STORED ROWS:
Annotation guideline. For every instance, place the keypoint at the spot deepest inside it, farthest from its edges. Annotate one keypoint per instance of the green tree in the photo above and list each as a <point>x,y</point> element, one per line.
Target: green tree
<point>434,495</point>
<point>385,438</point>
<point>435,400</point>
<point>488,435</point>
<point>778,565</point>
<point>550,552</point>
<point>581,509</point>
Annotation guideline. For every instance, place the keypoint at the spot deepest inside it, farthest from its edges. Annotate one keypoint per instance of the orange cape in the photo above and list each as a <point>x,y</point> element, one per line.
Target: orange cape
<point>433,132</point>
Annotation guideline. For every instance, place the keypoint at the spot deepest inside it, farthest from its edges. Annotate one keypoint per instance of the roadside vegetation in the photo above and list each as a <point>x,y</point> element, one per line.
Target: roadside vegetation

---

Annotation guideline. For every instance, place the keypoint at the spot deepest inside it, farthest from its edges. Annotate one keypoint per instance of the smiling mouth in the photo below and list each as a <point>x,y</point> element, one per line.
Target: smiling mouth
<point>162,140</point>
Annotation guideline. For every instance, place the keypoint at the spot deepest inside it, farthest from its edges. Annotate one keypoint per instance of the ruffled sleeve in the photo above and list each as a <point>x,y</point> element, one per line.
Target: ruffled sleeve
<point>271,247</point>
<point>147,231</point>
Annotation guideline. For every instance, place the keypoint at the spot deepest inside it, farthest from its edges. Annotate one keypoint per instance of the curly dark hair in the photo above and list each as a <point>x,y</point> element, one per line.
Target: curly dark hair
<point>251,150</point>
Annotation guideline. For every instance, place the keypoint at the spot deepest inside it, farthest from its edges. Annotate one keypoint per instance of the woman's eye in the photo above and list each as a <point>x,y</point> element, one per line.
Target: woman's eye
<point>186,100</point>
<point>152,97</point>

==

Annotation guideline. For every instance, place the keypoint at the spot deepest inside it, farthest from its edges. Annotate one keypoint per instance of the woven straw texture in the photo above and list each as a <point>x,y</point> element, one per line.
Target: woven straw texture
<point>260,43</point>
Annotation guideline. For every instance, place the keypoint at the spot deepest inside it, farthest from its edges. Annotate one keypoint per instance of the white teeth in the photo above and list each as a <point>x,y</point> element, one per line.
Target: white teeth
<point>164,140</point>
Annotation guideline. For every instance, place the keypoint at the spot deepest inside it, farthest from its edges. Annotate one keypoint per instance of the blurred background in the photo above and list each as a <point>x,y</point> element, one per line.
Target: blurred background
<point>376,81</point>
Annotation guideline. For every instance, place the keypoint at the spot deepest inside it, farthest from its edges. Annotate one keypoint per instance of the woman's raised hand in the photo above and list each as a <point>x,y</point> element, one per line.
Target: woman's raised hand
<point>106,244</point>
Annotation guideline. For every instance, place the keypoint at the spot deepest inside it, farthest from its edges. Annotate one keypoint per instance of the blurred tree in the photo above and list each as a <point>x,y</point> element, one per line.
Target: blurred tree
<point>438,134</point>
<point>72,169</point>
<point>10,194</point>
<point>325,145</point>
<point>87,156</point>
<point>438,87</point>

INSTRUCTION: Quote verbatim the lines of the listing above, starting at the line containing "of the white" and ending at the line containing "<point>164,140</point>".

ANSWER BELOW:
Annotation guideline. For every instance, place the keypoint at the spot deepest inside it, farthest from its edges. Annotate one keypoint per instance of the white teeth in the photo above and list each as a <point>x,y</point> element, one per line.
Target: white teeth
<point>164,140</point>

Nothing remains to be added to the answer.